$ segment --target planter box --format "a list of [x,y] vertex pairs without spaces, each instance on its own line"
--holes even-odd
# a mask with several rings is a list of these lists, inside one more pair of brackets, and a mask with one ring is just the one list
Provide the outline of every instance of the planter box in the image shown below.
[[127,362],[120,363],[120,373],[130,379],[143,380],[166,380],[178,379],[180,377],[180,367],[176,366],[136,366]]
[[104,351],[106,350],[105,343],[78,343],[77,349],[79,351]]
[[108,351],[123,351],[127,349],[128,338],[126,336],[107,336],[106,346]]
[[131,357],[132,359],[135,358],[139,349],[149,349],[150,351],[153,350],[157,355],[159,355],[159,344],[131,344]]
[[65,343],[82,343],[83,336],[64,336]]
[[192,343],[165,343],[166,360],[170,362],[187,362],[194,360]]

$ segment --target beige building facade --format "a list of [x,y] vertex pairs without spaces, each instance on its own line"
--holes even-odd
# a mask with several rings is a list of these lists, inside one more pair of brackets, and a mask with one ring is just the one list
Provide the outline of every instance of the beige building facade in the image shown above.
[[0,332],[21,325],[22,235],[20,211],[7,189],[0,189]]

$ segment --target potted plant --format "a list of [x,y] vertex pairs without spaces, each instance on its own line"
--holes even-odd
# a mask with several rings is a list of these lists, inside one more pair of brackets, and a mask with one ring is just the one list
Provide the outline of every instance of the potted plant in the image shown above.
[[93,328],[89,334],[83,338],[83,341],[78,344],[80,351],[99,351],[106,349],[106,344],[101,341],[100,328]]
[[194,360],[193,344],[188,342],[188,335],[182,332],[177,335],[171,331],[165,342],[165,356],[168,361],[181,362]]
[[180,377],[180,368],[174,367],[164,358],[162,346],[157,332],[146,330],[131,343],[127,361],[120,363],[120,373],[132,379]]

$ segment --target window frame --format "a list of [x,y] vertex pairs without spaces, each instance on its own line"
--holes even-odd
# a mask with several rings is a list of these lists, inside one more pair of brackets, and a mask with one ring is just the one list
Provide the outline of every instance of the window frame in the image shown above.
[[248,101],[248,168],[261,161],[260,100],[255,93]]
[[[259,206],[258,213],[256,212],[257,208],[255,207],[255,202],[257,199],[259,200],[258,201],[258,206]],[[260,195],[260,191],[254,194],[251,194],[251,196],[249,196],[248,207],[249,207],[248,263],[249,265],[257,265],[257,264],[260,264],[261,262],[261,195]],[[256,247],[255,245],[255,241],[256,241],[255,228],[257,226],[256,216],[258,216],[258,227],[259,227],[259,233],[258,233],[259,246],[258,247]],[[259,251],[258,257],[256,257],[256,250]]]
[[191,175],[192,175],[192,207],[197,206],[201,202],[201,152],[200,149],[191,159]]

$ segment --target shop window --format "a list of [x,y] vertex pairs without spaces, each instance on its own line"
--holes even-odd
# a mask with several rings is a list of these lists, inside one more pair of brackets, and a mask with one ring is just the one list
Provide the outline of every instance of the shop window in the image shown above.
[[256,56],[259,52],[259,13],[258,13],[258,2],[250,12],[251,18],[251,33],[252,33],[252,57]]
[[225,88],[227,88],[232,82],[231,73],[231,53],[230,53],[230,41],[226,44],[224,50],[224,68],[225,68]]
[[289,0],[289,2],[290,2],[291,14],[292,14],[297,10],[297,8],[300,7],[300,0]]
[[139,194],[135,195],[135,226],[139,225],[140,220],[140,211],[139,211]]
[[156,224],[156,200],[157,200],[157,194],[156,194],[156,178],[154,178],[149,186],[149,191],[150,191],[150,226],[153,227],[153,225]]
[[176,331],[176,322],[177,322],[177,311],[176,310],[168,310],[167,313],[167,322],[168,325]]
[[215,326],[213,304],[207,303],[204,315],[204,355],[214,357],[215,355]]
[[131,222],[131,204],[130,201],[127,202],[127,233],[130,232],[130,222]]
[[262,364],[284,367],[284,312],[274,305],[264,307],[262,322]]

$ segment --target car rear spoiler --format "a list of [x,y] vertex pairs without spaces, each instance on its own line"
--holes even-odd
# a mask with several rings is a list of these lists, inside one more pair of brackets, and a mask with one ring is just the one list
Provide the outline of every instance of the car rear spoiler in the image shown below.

════════

### Task to carry out
Print every record exactly as it was given.

### Answer space
$ segment --target planter box --format "a list of [x,y] vertex pairs without spaces, each instance on its own line"
--holes even-odd
# a mask with several rings is a list of these lists, inside one more pair of brackets, and a mask with one ring is just the one list
Provide the outline of every instance of the planter box in the image shown below.
[[127,362],[120,363],[120,373],[130,379],[143,380],[166,380],[178,379],[180,377],[180,367],[176,366],[136,366]]
[[104,351],[106,350],[105,343],[78,343],[77,349],[79,351]]
[[108,351],[123,351],[127,349],[128,338],[126,336],[107,336],[106,346]]
[[131,357],[132,359],[135,358],[139,349],[149,349],[150,351],[153,350],[157,355],[159,355],[159,344],[131,344]]
[[65,343],[82,343],[83,336],[64,336]]
[[192,343],[165,343],[166,360],[170,362],[187,362],[194,360]]

$ segment --target beige building facade --format "a list of [x,y] vertex pairs without spaces, each instance on its own line"
--holes even-odd
# a mask with several rings is a list of these lists, inside one more pair of brackets, and a mask with one ring is just the one list
Provide the outline of every instance of the beige building facade in the image shown above.
[[0,332],[21,325],[22,235],[20,211],[7,189],[0,189]]

$ segment --target potted plant --format "a list of [x,y] vertex pairs without spaces, each instance on its own line"
--holes even-odd
# a mask with several rings is a list of these lists, inside one more pair of brackets, and a mask with one ring is just the one list
Provide the outline of every instance of the potted plant in the image shown above.
[[93,328],[89,334],[83,338],[83,341],[78,344],[80,351],[99,351],[106,349],[106,344],[101,341],[100,328]]
[[194,360],[193,344],[188,342],[188,335],[182,332],[177,335],[171,331],[165,342],[165,356],[168,361],[181,362]]
[[180,377],[180,368],[174,367],[164,358],[162,346],[157,332],[146,330],[131,343],[127,361],[120,363],[120,373],[132,379]]

$ segment --target window frame --format "a list of [x,y] vertex pairs without spaces, each instance on its own line"
--holes even-odd
# a mask with several rings is a list of these lists, inside one more pair of brackets, and a mask with one ring is just the one list
Provide the outline of every instance of the window frame in the image shown above.
[[248,101],[248,168],[261,161],[260,100],[255,93]]
[[[259,206],[258,213],[256,212],[257,208],[255,207],[255,202],[257,199],[259,200],[258,201],[258,206]],[[260,195],[260,191],[254,194],[251,194],[251,196],[249,196],[248,207],[249,207],[248,263],[249,265],[257,265],[257,264],[260,264],[261,262],[261,195]],[[256,247],[255,245],[255,241],[256,241],[255,228],[257,226],[256,216],[258,216],[258,227],[259,227],[259,233],[258,233],[259,246],[258,247]],[[259,251],[258,257],[256,257],[256,250]]]
[[191,175],[192,175],[192,207],[197,206],[201,202],[201,152],[200,149],[191,159]]

$ segment --target shop window --format "a list of [x,y] vertex pairs without spaces, each instance on its own line"
--holes even-odd
# a mask with several rings is a list of these lists, inside one more pair of brackets, and a mask with one ring is just the one list
Provide the outline of every instance of the shop window in the image shown above.
[[256,56],[259,52],[259,13],[258,13],[258,2],[250,12],[251,18],[251,33],[252,33],[252,57]]
[[225,88],[227,88],[232,82],[231,73],[231,53],[230,53],[230,41],[226,44],[224,50],[224,68],[225,68]]
[[289,0],[289,2],[290,2],[291,14],[292,14],[297,10],[297,8],[300,7],[300,0]]
[[139,194],[135,195],[135,226],[139,225],[140,220],[140,211],[139,211]]
[[156,224],[156,200],[157,200],[157,194],[156,194],[156,178],[154,178],[149,186],[149,191],[150,191],[150,226],[153,227],[153,225]]
[[176,331],[176,322],[177,322],[177,311],[176,310],[168,310],[167,313],[167,322],[168,325]]
[[215,326],[213,304],[207,303],[204,315],[204,355],[214,357],[215,355]]
[[131,222],[131,204],[130,201],[127,202],[127,233],[130,232],[130,222]]
[[262,364],[284,367],[284,312],[274,305],[264,307],[262,322]]

$ segment --target car rear spoiler --format "a list of [x,y] vertex pairs without spaces, each instance on its own line"
--holes even-odd
# a mask with several rings is a list of these lists, inside one more pair of brackets, and a mask with one ring is just the one list
Provide the outline of every instance of the car rear spoiler in the image shown below.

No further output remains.